## Problem requirements
Whatever pictures appear, omit them, and repeat the data below exactly.
|---|
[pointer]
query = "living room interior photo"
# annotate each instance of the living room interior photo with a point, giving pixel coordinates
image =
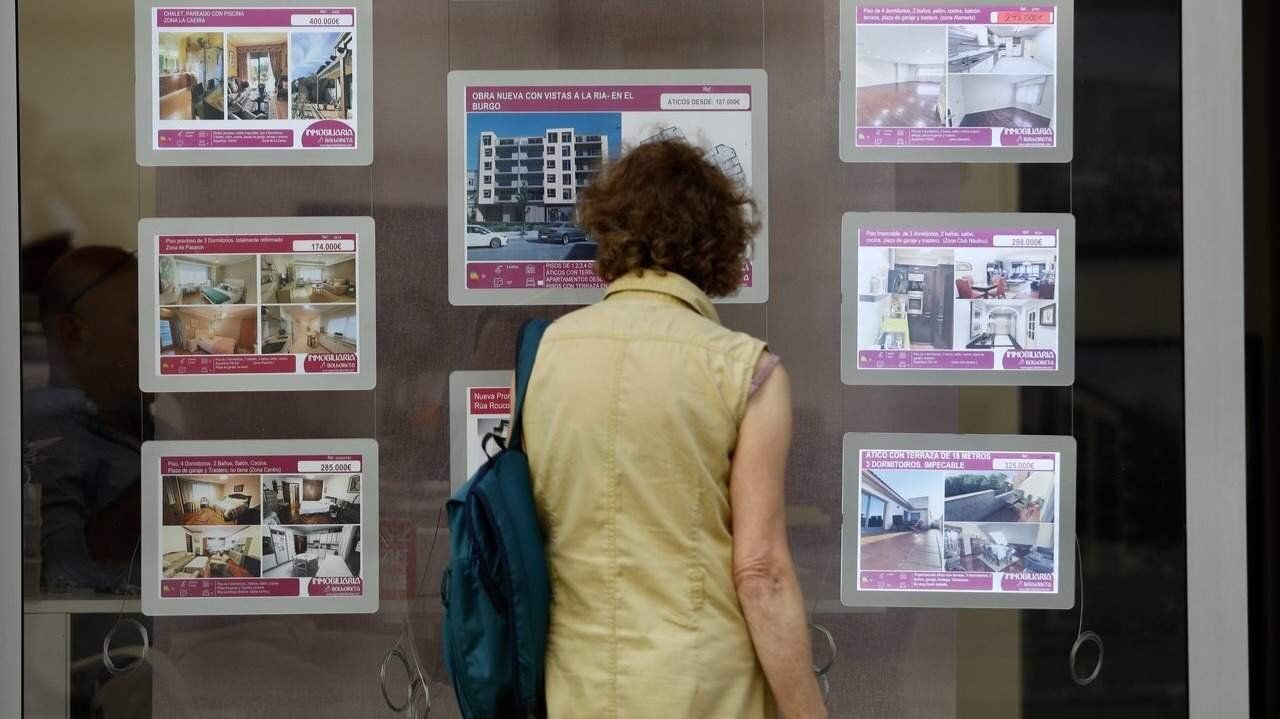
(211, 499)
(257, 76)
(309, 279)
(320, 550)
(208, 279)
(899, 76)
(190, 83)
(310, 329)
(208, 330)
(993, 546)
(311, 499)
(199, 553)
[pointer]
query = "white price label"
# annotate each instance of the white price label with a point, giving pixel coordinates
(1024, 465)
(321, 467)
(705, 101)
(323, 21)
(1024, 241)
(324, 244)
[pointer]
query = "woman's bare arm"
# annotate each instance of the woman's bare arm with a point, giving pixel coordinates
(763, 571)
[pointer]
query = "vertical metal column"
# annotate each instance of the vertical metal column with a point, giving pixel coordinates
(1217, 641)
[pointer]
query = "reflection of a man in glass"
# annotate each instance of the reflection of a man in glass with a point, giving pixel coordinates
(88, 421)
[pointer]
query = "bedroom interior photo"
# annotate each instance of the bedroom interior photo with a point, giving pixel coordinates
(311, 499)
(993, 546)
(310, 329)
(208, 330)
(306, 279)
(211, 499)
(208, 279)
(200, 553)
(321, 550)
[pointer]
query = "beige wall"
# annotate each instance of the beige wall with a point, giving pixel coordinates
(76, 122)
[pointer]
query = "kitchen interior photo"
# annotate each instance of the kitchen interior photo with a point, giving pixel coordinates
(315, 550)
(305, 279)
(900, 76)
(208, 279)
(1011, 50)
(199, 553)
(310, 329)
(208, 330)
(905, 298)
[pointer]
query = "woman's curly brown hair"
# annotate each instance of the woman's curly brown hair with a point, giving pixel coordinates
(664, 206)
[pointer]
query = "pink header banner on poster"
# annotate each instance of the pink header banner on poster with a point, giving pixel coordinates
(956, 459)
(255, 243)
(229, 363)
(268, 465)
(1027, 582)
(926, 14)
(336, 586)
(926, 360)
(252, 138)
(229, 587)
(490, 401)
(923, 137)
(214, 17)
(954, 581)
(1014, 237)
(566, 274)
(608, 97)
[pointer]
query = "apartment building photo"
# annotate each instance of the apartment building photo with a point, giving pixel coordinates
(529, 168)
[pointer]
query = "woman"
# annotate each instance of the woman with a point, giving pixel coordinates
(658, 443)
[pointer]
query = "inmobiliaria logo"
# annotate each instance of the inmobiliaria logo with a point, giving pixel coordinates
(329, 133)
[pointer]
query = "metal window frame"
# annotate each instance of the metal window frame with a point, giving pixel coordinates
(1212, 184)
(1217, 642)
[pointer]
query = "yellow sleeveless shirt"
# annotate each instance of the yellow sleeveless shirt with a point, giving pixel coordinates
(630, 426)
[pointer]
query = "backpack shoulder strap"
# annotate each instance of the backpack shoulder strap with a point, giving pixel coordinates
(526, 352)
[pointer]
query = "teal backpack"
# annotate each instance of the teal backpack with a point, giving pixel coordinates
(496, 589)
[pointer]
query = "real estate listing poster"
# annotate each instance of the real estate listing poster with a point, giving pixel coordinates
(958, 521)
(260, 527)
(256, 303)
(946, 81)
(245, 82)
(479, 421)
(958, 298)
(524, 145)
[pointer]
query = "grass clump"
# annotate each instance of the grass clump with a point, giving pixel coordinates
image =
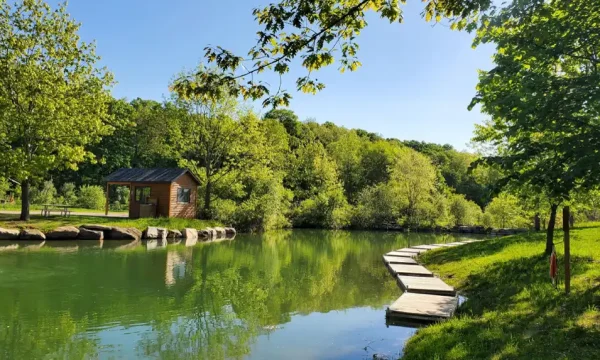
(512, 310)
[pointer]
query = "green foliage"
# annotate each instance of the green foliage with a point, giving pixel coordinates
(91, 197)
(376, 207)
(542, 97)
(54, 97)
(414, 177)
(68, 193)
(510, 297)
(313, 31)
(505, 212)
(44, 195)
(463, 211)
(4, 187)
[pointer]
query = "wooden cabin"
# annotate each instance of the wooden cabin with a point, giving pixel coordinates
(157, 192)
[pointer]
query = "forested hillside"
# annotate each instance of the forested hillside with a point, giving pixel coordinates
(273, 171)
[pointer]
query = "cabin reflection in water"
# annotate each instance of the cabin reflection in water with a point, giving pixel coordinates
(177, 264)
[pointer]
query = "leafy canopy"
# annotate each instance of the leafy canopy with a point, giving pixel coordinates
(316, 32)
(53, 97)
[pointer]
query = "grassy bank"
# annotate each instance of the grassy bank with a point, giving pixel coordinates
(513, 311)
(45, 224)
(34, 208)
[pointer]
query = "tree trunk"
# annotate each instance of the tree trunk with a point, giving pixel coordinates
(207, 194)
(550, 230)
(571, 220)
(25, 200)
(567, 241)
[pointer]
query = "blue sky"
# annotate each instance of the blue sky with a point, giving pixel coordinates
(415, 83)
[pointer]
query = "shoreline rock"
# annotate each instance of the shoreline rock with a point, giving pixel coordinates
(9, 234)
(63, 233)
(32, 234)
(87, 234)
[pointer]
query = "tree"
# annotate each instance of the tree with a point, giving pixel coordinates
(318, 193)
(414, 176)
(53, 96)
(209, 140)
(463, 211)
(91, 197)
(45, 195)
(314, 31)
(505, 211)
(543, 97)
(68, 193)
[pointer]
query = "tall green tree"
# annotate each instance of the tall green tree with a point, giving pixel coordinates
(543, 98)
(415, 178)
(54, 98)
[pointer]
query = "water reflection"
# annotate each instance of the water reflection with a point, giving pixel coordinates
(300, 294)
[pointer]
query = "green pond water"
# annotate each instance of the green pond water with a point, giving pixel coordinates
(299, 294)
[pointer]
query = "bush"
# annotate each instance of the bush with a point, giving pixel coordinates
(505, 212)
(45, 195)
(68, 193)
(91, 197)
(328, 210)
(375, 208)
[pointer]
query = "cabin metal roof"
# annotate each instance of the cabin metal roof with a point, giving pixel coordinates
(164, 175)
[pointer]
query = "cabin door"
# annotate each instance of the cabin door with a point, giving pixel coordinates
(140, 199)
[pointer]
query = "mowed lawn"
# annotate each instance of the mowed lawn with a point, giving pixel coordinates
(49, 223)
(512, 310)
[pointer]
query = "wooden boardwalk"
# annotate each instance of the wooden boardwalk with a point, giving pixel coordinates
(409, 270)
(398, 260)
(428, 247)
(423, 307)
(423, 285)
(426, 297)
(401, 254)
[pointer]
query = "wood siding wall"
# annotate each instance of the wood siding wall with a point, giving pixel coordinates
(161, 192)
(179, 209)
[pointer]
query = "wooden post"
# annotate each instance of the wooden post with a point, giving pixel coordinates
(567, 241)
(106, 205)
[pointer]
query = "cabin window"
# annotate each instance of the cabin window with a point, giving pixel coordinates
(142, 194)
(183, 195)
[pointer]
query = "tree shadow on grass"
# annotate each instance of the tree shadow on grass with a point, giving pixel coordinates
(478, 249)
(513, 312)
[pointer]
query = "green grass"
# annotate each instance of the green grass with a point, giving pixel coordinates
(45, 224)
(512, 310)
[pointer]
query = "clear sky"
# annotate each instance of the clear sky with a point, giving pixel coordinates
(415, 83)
|---|
## Answer below
[pointer]
query = "living room interior photo"
# annotate each instance of the living room interior photo with a point, giving pixel coordinates
image =
(211, 499)
(257, 76)
(309, 279)
(320, 550)
(208, 279)
(899, 76)
(190, 83)
(310, 329)
(208, 330)
(993, 546)
(311, 499)
(199, 553)
[pointer]
query = "white price label"
# annotate each instance of the white price label with a point, giving pixel coordinates
(1024, 465)
(321, 467)
(705, 101)
(323, 21)
(1024, 241)
(324, 244)
[pointer]
query = "woman's bare arm"
# annotate each instance of the woman's bare arm with a point, giving pixel coordinates
(763, 571)
[pointer]
query = "vertical metal column"
# annotate each instance of the vertical metal column with a point, giving pixel coordinates
(1217, 641)
[pointer]
query = "reflection of a man in glass"
# annotate each instance of the reflection of a man in glass with a point, giving pixel coordinates
(88, 421)
[pointer]
query = "bedroom interior photo"
# annotate each instance of the bedroom interior photo with a point, giving pixel coordinates
(311, 499)
(993, 546)
(310, 329)
(208, 330)
(306, 279)
(211, 499)
(208, 279)
(200, 553)
(321, 550)
[pointer]
query = "beige wall"
# annotate each instance of the beige wall with a point, giving pixel coordinates
(76, 122)
[pointer]
query = "kitchen interior photo"
# annotate each instance of the kitchen interior photo with a point, giving pixel coordinates
(315, 550)
(305, 279)
(900, 76)
(208, 279)
(1011, 50)
(199, 553)
(310, 329)
(208, 330)
(905, 298)
[pointer]
query = "woman's curly brown hair"
# annotate each instance of the woman's curly brown hair with a point, giving pixel coordinates
(664, 206)
[pointer]
query = "pink header banner on poster"
# annotate each instance of the pink header banner on poster with a point, giving pixel coordinates
(956, 459)
(255, 243)
(229, 363)
(268, 465)
(1027, 582)
(926, 14)
(336, 586)
(926, 360)
(252, 138)
(229, 587)
(490, 401)
(923, 137)
(214, 17)
(954, 581)
(1014, 237)
(566, 274)
(608, 97)
[pointer]
query = "apartment building photo"
# annotate each instance of the apartment building photo with a point, giving pixel coordinates
(529, 168)
[pointer]
query = "woman"
# annotate each instance of the woman with a point, giving pixel coordinates
(658, 443)
[pointer]
query = "inmobiliaria logo"
# annotate each instance of the inmobiliaria logo with a point, giving pixel coordinates
(329, 133)
[pointer]
query = "metal window frame"
# annotate each instance of the metal window frame with a point, giving pixel coordinates
(1212, 184)
(1217, 642)
[pointer]
query = "yellow sleeveless shirt"
# annotate each instance of the yellow sleeveless shirt with a point, giving pixel coordinates
(630, 426)
[pointer]
query = "backpack shoulder strap"
# annotate each instance of the backpack shoulder strap with a point, giving pixel coordinates
(526, 352)
[pointer]
query = "teal backpack"
# annotate each instance of the teal backpack with a point, giving pixel coordinates
(496, 589)
[pointer]
query = "real estate listing poster"
# annotate each instance of the real estate listing poster with a point, giving pixel coordinates
(958, 521)
(260, 527)
(256, 303)
(946, 81)
(245, 82)
(479, 421)
(958, 298)
(524, 145)
[pointer]
query = "grass clump"
# annotate each instance of the grass clump with a point, giving pixel coordinates
image =
(512, 310)
[pointer]
query = "green foliage"
# annotate each instance of the green foliage with a point, giving pixel coordinates
(91, 197)
(376, 207)
(542, 97)
(54, 97)
(414, 177)
(68, 193)
(510, 297)
(313, 31)
(505, 212)
(44, 195)
(463, 211)
(4, 187)
[pointer]
query = "wooden cabin"
# annotate each instance of the wooden cabin with a point, giving pixel coordinates
(157, 192)
[pointer]
query = "forested hillside"
# annotate each instance of the forested hillside with a point, giving pixel coordinates
(273, 171)
[pointer]
query = "cabin reflection in water"
# annotate each instance of the cabin reflection in water with a point, giving pixel coordinates
(177, 264)
[pointer]
query = "leafy canopy"
# annotate each instance of the leafy canopy with a point, giving pixel coordinates
(316, 32)
(53, 97)
[pointer]
query = "grassy bank"
# annotate each instance of the grassy bank with a point, giving pixel coordinates
(513, 311)
(45, 224)
(34, 208)
[pointer]
query = "tree trunk"
# annotate each instance of the tree trunk with a point, giving pixel coordinates
(207, 194)
(550, 230)
(571, 220)
(25, 200)
(567, 241)
[pointer]
query = "blue sky"
# annotate each instance of the blue sky with a point, giving pixel coordinates
(415, 83)
[pointer]
query = "shoreline rock"
# annotate each instance of the shoreline rock with a point, giving pixel coordinates
(9, 234)
(63, 233)
(32, 234)
(87, 234)
[pointer]
query = "tree"
# annotate each instance of the tree with a point, giving pixel coordinates
(318, 193)
(414, 176)
(53, 96)
(209, 140)
(463, 211)
(91, 197)
(45, 195)
(314, 31)
(505, 211)
(543, 97)
(68, 193)
[pointer]
query = "tall green tree"
# annotate each instance of the tall green tree with a point, giving pixel coordinates
(543, 98)
(415, 178)
(54, 98)
[pointer]
query = "water reflection"
# annotate each instance of the water reflection with a point, giving pixel coordinates
(300, 294)
[pointer]
query = "green pond water"
# annotate each instance of the green pond water with a point, giving pixel coordinates
(299, 294)
[pointer]
query = "bush"
# annotate each instance of the bush with a point, giving pixel coordinates
(505, 212)
(45, 195)
(68, 193)
(91, 197)
(328, 210)
(375, 208)
[pointer]
query = "cabin metal roof"
# annotate each instance of the cabin metal roof with a point, giving pixel coordinates
(164, 175)
[pointer]
query = "cabin door"
# annotate each instance of the cabin door with a point, giving pixel coordinates
(140, 199)
[pointer]
query = "mowed lawn"
# annotate each instance of the mowed lawn with a point, giving pixel coordinates
(49, 223)
(512, 310)
[pointer]
query = "wooden boardwalk"
# annotate each instance of the wooden boardwalk with a point, giving pixel coordinates
(409, 270)
(398, 260)
(428, 247)
(423, 307)
(423, 285)
(426, 297)
(401, 254)
[pointer]
query = "wood siding wall"
# annotate each instance of the wood siding wall with a point, giving pixel coordinates
(161, 192)
(179, 209)
[pointer]
query = "wooden post"
# annotate each instance of the wooden post with a point, giving pixel coordinates
(567, 241)
(106, 205)
[pointer]
query = "cabin window"
# annotate each instance of the cabin window with a point, giving pixel coordinates
(142, 194)
(183, 195)
[pointer]
query = "tree shadow on grass"
# annotate each instance of the tree shadow on grass with a point, giving pixel coordinates
(478, 249)
(513, 312)
[pointer]
query = "green grass"
# annotate each instance of the green grass with a point, giving pixel coordinates
(45, 224)
(512, 310)
[pointer]
query = "clear sky"
# annotate each instance of the clear sky with a point, giving pixel coordinates
(415, 83)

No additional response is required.